Well, I'm pretty sure all credible banks in the US are all insured (both explicitly with FDIC and implicitly far beyond that) by the US government. That's a pretty big thing
That doesn't make them stable. The 2008 financial crisis was literally caused by big US banks. They then had to be bailed out.
This is not a symptom of a stable banking system. It's a symptom of the banks having a disturbing amount of power over the government, which is not a good thing. They were able to conduct what is essentially fraud at a massive scale with impunity because they knew the gov would bail them out when shit hit the fan.
I really don't understand what's so "stable" about this.
Well whether or not you think banking / government cooperation is a good thing, the fact of the matter is that even when large catastrophes occur, the system is brought back up on its feet.
You can't say the same for crypto systems, luna / terra being a very recent example.
Hey, nice straw man. Of course I think banks should cooperate with the government. I just don't think banks should be more powerful than the gov, which in the US, arguably they are in certain contexts.
And I never said crypto anything was stable on any level. I genuinely believe crypto has 0 usefulness for anything other than very specialised cases, usually to do with avoiding regulation.
The point I was making was that the banking system literally caused the large catastrophe. The fact that people seem to twist this into suggesting it's stable is just absurd.
Just like if your entire SAAS product horribly crashed, deleted and/or leaked a bunch of important customer data and so on, the fact that you were able to fix it doesn't magically mean the system was stable before.
What you're missing is the bailout is part of the system, and counts towards its stability.
In your analogy imagine your SAAS product horribly crashed and deleted customer data. So your cloud provider restored from the backups you had arranged and you were running normally soon after. Not ideal, but you had a far more stable system than someone without backups.
Asserting that bailouts are simply "part of the system" is just a cop out.
It doesn't respond to points about the behaviour of the bank which was key to my argument. Maybe read and try again.
I will repeat again at the risk of sounding like a broken record. There is no sane, logical way of arguing that the behaviour that led to the 2008 financial crisis is that of a stable, well-regulated banking system. If you believe otherwise, you are either on drugs, or have done no research, or both.
That only matters if you think that capability to be "bailed out" is legitimate in the first place. There is a pretty good argument to be made that allowing institutions to be "too big to fail" is directly enabling a lot of bad behavior, behavior that wouldn't happen if there was an understanding your bank can fail and you will not be compensated as a shareholder, only as a depositor under FDIC
This is not a symptom of a stable banking system. It's a symptom of the banks having a disturbing amount of power over the government, which is not a good thing. They were able to conduct what is essentially fraud at a massive scale with impunity because they knew the gov would bail them out when shit hit the fan.
I really don't understand what's so "stable" about this.

## PROBLEM DESCRIPTION
List each distinct word or phrase that the discussion of bank stability puts inside quotation marks.

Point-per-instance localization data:
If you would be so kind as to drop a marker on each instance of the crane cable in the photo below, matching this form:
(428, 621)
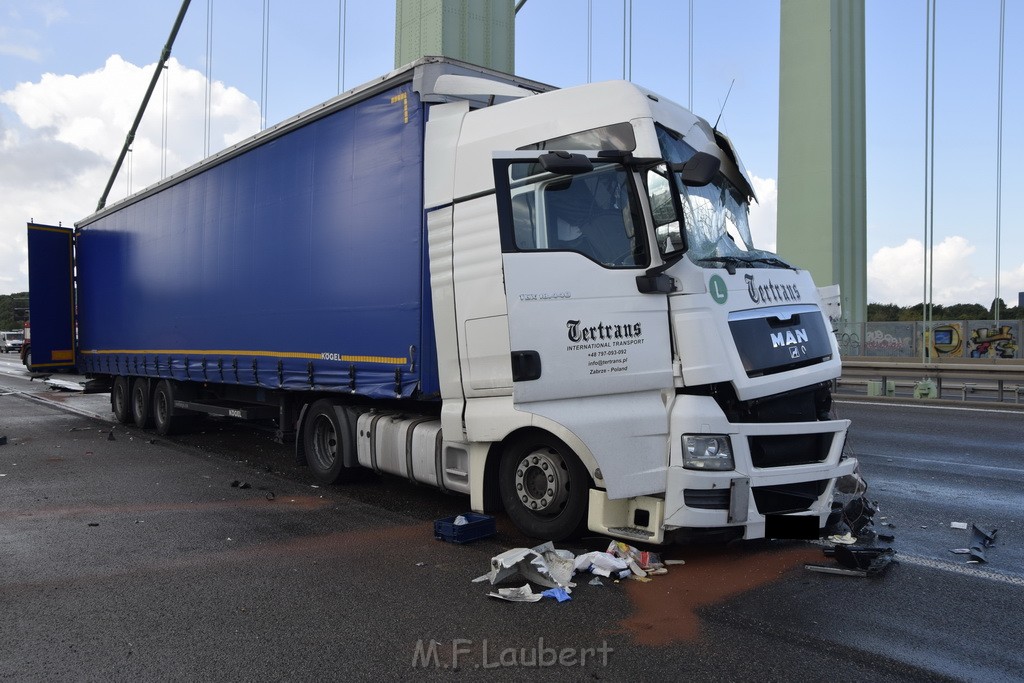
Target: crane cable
(164, 55)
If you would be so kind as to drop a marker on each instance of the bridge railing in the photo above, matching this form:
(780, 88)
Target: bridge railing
(999, 379)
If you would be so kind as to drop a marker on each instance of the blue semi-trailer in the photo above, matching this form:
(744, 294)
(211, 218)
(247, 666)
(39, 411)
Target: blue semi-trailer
(545, 299)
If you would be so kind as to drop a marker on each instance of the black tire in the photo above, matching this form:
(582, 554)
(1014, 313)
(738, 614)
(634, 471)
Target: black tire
(544, 487)
(164, 419)
(141, 413)
(325, 437)
(121, 399)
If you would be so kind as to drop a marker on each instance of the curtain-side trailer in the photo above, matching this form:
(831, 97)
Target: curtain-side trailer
(545, 299)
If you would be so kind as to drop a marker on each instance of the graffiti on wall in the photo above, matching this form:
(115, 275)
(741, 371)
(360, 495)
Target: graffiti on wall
(992, 342)
(946, 340)
(889, 339)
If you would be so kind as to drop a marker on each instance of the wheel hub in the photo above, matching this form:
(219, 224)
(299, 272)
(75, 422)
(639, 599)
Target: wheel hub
(541, 481)
(325, 441)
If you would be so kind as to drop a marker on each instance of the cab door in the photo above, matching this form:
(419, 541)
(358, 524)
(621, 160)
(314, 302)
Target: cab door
(51, 297)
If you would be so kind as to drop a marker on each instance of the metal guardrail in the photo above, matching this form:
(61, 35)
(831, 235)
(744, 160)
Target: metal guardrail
(999, 378)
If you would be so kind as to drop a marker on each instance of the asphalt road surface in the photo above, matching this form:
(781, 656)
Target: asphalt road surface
(134, 558)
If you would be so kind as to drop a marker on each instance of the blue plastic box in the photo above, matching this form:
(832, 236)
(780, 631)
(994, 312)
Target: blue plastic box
(477, 526)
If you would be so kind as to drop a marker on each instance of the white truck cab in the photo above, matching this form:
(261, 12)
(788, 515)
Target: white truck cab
(666, 375)
(10, 342)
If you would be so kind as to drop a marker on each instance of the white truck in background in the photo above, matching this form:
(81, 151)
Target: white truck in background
(10, 342)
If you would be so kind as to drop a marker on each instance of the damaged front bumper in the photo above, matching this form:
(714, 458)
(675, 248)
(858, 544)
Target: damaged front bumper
(782, 471)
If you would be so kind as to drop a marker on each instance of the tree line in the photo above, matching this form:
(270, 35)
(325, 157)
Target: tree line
(890, 312)
(13, 310)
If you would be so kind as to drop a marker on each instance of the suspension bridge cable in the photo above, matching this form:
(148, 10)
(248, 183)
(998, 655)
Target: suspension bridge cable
(264, 72)
(342, 28)
(209, 78)
(164, 55)
(998, 161)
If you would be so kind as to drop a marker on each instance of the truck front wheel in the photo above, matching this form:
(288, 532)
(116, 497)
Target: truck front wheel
(121, 399)
(544, 487)
(164, 418)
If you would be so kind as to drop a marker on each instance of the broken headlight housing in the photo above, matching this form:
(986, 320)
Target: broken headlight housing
(708, 452)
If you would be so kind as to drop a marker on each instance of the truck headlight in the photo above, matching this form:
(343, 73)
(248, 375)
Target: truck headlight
(708, 452)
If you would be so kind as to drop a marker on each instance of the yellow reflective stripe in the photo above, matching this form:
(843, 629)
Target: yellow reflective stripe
(391, 360)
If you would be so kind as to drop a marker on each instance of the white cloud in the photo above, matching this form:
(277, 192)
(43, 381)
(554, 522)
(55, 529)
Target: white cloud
(764, 213)
(895, 274)
(68, 130)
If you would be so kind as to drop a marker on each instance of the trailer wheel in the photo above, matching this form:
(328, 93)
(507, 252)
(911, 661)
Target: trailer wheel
(544, 487)
(140, 403)
(164, 419)
(121, 399)
(325, 436)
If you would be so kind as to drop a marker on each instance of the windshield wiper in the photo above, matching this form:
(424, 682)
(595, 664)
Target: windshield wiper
(770, 260)
(730, 262)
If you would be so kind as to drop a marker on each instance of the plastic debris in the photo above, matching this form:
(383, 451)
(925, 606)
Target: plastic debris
(543, 565)
(601, 563)
(843, 540)
(559, 594)
(521, 594)
(641, 558)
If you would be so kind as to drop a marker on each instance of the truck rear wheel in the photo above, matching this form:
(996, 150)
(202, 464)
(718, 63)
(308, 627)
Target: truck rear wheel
(544, 487)
(164, 419)
(121, 399)
(140, 403)
(326, 435)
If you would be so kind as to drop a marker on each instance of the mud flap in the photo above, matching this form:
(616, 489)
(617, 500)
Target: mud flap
(739, 498)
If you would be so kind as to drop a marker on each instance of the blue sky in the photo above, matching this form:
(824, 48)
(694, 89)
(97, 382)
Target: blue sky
(66, 103)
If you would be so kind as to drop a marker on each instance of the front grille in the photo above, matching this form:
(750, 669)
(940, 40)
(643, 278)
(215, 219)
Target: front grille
(787, 498)
(790, 450)
(707, 499)
(805, 404)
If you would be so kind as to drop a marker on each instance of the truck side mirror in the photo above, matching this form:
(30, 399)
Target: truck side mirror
(699, 170)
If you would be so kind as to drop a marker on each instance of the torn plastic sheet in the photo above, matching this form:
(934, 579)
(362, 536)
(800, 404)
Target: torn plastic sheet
(981, 540)
(856, 561)
(522, 594)
(543, 565)
(560, 594)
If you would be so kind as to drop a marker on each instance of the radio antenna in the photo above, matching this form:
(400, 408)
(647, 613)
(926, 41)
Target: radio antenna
(722, 111)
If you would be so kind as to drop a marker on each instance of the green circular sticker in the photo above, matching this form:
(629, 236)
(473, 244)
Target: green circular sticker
(718, 290)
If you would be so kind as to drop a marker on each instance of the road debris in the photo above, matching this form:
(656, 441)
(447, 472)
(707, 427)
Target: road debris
(543, 565)
(559, 594)
(522, 594)
(981, 540)
(554, 569)
(856, 561)
(465, 527)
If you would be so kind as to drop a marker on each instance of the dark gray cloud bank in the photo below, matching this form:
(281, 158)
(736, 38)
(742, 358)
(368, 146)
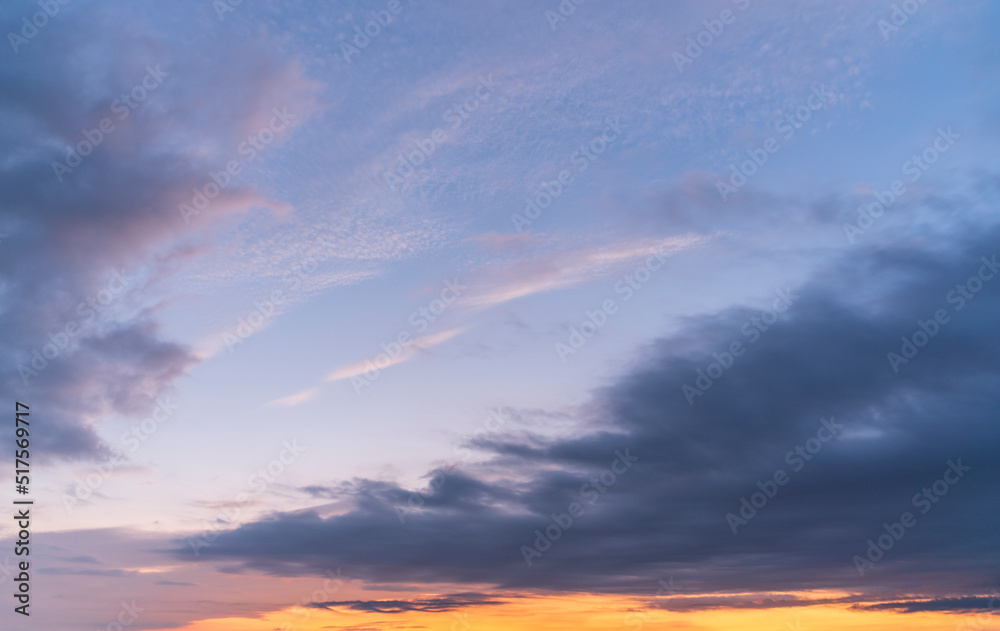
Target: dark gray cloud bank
(901, 431)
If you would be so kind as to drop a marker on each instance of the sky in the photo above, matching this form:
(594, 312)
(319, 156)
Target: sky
(409, 314)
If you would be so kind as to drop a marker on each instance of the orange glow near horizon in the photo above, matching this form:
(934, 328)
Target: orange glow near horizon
(592, 612)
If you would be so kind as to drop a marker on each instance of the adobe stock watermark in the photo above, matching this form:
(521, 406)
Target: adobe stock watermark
(915, 167)
(131, 440)
(796, 459)
(926, 329)
(752, 328)
(565, 9)
(592, 492)
(582, 158)
(458, 113)
(706, 37)
(257, 482)
(899, 16)
(787, 126)
(364, 35)
(88, 310)
(626, 287)
(251, 148)
(415, 499)
(924, 500)
(30, 28)
(122, 106)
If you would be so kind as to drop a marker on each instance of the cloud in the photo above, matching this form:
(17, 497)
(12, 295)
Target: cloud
(825, 357)
(86, 251)
(509, 281)
(436, 604)
(967, 604)
(408, 352)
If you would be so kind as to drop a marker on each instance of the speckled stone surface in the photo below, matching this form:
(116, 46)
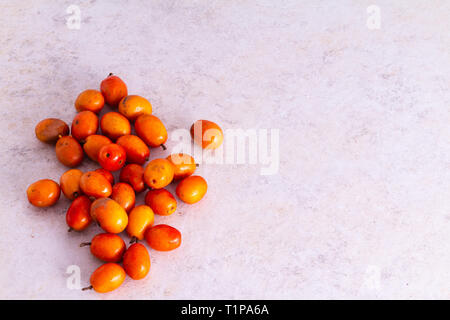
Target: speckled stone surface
(360, 206)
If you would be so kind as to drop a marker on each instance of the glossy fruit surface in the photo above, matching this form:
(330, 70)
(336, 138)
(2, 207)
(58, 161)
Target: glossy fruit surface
(108, 247)
(163, 237)
(133, 174)
(95, 185)
(136, 150)
(93, 144)
(192, 189)
(78, 216)
(107, 277)
(107, 174)
(133, 106)
(43, 193)
(69, 151)
(139, 220)
(136, 261)
(158, 173)
(184, 165)
(50, 130)
(84, 124)
(161, 201)
(70, 183)
(207, 134)
(90, 100)
(112, 157)
(114, 125)
(113, 90)
(151, 130)
(110, 215)
(124, 195)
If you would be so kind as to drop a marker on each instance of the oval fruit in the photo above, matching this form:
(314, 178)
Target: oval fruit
(114, 125)
(84, 124)
(43, 193)
(207, 134)
(133, 174)
(108, 175)
(136, 150)
(124, 195)
(90, 100)
(113, 90)
(107, 277)
(112, 157)
(136, 261)
(140, 219)
(95, 185)
(50, 130)
(69, 151)
(161, 201)
(93, 144)
(133, 106)
(78, 216)
(70, 183)
(110, 215)
(192, 189)
(151, 130)
(107, 247)
(163, 237)
(184, 165)
(158, 173)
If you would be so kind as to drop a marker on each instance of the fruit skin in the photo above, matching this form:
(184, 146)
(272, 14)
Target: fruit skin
(136, 261)
(136, 149)
(69, 151)
(90, 100)
(70, 183)
(133, 174)
(93, 144)
(94, 184)
(151, 130)
(207, 134)
(113, 89)
(108, 247)
(84, 124)
(133, 106)
(192, 189)
(43, 193)
(163, 237)
(114, 125)
(51, 129)
(112, 157)
(184, 165)
(124, 195)
(108, 175)
(107, 277)
(161, 201)
(139, 220)
(110, 215)
(158, 173)
(78, 216)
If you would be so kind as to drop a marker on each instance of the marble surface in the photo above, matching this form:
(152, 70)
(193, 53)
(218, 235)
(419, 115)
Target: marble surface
(360, 205)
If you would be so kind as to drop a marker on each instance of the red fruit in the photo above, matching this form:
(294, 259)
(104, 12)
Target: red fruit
(112, 157)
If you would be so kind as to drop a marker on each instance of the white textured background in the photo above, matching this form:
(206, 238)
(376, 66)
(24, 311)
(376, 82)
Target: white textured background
(360, 207)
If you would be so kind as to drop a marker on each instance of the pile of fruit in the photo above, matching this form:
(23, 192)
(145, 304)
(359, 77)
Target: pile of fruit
(96, 198)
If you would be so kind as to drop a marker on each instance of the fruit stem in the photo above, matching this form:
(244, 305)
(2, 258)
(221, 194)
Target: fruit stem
(85, 244)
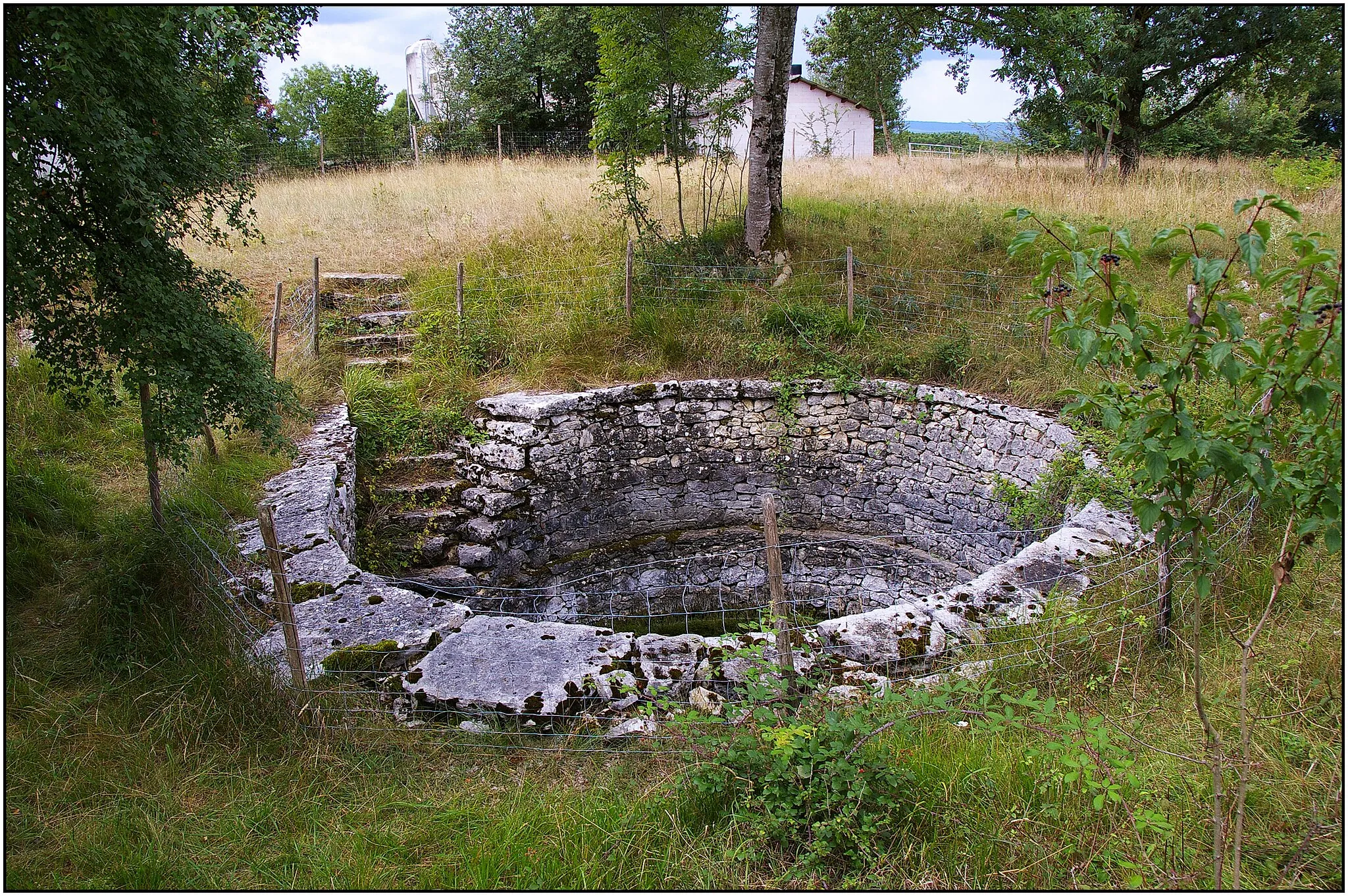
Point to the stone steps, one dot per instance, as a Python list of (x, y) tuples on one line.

## ANSWER TO THIS TASK
- "stable"
- "part of the system"
- "bailed out"
- "too big to fail"